(Task requirements): Rewrite the text lines of the entries below as a JSON list of strings, with one string per line and blank lines omitted, and leave the pictures out of your answer.

● ● ● ● ● ● ●

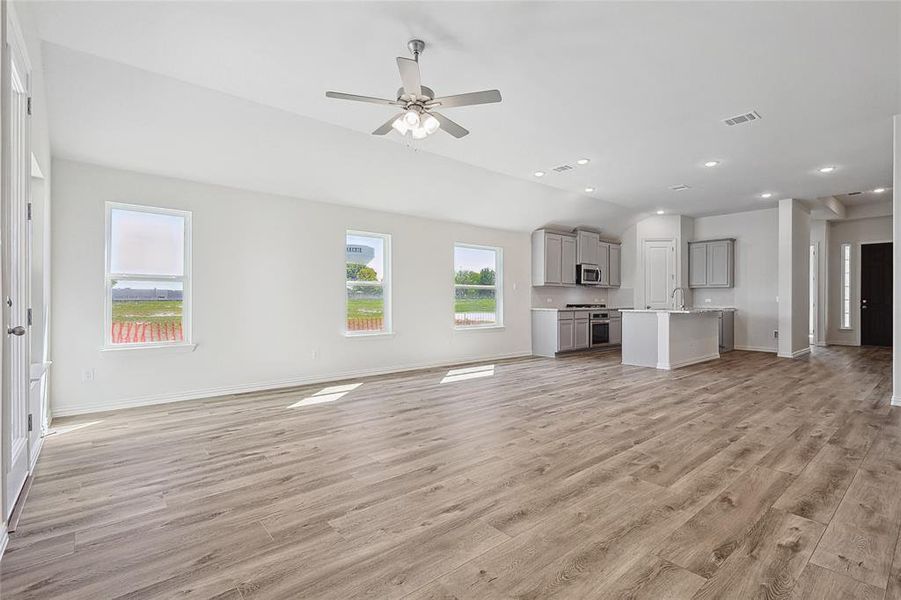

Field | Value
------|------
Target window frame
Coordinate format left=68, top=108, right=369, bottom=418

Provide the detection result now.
left=451, top=242, right=504, bottom=331
left=103, top=202, right=194, bottom=350
left=342, top=229, right=394, bottom=338
left=839, top=242, right=853, bottom=330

● ● ● ● ● ● ●

(Exercise answer):
[
  "Field | Value",
  "------|------",
  "Target window frame",
  "Coordinate format left=68, top=108, right=369, bottom=418",
  "Provide the detection result now.",
  "left=451, top=242, right=504, bottom=331",
  "left=103, top=202, right=194, bottom=350",
  "left=342, top=229, right=394, bottom=338",
  "left=839, top=242, right=853, bottom=330"
]